>> Start RECORDED DATA
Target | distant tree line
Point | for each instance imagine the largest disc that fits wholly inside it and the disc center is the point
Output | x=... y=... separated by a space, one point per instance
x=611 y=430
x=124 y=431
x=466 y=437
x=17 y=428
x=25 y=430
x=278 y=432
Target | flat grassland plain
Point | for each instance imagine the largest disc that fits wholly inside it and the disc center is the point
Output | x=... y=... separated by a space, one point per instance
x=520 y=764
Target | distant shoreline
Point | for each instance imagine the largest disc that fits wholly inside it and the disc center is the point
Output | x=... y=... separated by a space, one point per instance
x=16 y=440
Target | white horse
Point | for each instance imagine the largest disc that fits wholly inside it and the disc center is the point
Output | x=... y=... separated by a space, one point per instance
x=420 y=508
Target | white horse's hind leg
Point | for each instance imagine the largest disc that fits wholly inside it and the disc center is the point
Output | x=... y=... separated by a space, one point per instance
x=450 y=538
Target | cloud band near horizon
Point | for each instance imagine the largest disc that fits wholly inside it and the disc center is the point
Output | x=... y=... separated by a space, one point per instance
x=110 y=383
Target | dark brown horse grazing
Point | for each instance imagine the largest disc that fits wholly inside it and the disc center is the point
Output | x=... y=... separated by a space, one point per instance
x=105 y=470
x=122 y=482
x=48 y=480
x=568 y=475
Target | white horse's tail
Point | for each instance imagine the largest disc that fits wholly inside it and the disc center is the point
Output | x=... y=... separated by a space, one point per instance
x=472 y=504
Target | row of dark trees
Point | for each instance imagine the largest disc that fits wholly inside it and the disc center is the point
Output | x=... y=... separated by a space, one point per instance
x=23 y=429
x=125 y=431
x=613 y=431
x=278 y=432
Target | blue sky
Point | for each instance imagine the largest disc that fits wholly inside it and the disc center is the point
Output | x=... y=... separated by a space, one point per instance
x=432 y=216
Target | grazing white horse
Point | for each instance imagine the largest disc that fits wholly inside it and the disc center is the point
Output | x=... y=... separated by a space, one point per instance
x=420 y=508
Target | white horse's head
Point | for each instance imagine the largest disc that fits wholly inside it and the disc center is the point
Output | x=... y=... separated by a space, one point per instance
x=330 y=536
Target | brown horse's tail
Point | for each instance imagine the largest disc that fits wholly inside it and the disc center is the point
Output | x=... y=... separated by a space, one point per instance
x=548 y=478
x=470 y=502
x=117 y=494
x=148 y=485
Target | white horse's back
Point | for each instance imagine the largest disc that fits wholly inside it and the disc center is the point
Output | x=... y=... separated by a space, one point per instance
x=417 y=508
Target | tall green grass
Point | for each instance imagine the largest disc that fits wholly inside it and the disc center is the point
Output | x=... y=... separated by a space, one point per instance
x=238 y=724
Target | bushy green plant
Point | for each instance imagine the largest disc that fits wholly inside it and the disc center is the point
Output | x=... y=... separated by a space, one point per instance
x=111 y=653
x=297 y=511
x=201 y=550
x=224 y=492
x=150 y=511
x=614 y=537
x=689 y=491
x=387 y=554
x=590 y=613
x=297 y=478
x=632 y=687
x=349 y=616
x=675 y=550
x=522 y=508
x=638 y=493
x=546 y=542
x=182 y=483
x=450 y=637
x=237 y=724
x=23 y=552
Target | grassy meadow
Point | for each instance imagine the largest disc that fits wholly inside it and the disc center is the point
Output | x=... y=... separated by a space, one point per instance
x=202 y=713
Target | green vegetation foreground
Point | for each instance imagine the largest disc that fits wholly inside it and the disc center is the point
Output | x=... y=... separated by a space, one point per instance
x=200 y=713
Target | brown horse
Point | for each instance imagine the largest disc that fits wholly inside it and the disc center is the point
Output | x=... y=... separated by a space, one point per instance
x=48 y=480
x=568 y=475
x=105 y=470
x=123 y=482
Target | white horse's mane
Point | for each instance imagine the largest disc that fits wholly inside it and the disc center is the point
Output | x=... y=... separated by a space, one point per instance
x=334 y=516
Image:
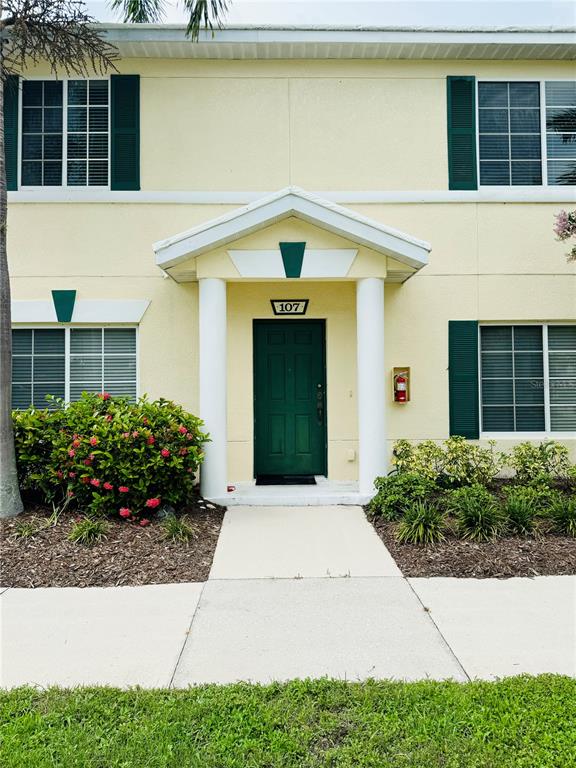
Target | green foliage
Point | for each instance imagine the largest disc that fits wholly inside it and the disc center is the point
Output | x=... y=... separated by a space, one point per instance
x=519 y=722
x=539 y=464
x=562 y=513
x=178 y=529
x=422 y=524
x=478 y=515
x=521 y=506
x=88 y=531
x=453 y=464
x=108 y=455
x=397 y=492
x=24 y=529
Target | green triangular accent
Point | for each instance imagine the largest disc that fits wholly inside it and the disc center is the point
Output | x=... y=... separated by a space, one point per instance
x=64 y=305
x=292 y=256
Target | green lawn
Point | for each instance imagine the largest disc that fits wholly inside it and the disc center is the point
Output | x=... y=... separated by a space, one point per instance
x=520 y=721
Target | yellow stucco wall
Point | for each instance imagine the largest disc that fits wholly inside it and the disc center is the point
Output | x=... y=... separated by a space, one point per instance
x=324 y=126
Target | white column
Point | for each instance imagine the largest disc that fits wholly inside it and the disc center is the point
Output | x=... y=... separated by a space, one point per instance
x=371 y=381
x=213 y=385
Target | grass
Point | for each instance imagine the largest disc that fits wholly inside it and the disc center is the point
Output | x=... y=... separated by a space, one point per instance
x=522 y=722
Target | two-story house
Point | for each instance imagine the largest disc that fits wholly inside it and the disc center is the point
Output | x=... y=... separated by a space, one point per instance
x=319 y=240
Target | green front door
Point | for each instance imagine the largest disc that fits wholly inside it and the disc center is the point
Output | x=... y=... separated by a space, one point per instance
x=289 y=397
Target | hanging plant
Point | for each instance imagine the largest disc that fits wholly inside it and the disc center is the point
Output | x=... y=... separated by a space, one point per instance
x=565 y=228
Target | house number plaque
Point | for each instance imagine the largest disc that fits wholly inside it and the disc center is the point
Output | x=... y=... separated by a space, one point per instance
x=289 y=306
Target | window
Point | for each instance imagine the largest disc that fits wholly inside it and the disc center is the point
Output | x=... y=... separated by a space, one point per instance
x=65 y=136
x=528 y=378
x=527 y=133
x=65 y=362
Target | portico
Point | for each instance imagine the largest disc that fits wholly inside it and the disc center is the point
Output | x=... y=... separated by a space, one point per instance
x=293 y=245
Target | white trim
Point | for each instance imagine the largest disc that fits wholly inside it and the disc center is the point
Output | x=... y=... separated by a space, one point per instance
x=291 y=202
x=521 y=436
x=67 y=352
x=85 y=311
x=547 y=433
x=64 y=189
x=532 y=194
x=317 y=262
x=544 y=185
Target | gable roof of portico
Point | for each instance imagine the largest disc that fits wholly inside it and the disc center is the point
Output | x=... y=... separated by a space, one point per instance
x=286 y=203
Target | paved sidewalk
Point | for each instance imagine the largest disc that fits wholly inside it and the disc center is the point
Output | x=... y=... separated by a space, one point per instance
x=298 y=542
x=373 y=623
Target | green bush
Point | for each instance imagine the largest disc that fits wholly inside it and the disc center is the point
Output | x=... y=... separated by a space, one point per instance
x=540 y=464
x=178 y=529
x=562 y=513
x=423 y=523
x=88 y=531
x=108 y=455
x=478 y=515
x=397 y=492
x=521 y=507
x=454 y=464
>> End RECORDED DATA
>> Start RECORDED DATA
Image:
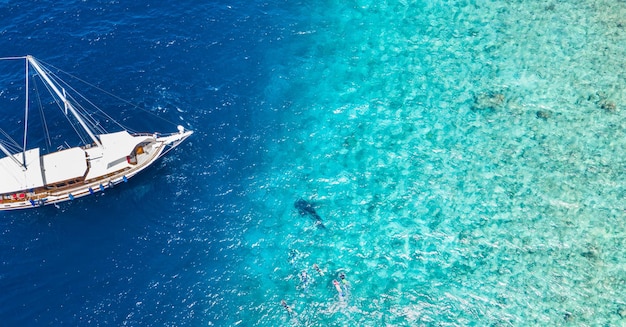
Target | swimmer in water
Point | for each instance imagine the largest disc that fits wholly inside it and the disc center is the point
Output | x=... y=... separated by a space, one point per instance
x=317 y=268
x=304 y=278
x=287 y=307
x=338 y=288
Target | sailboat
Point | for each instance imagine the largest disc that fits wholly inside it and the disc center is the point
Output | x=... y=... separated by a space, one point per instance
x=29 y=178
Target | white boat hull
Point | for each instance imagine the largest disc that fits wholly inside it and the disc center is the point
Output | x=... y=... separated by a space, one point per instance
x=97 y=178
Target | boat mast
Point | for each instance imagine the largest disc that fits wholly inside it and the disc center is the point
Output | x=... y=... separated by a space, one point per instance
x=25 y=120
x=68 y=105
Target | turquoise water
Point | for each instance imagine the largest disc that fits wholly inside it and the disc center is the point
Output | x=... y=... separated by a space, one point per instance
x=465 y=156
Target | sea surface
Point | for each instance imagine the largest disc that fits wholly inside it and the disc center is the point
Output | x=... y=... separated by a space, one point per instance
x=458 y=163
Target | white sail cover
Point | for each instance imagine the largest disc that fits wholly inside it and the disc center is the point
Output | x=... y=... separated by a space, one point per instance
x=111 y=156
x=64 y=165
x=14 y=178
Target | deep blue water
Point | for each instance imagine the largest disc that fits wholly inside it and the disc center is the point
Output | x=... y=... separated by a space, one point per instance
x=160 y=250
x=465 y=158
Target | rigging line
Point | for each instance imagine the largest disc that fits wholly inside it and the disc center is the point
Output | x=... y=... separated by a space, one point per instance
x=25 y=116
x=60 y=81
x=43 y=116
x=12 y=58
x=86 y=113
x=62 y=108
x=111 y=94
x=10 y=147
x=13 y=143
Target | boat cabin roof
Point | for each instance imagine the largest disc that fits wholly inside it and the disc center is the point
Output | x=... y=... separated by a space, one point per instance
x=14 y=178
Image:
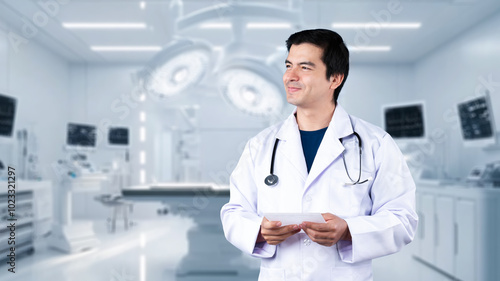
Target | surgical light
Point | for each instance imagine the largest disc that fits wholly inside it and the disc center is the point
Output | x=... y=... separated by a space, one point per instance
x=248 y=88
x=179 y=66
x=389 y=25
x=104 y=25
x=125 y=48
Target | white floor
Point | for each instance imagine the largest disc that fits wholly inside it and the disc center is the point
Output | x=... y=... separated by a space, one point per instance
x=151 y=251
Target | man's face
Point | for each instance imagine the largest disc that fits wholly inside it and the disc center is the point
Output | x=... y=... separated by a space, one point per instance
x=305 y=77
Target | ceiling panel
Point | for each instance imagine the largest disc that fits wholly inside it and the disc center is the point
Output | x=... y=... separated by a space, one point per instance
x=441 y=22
>> End RECORDED DATA
§ **PROMPT**
Count how many lines in the rows above contain the string "house", treating uppercase and lowercase letters as different. Give only the number.

§ **TASK ANSWER**
2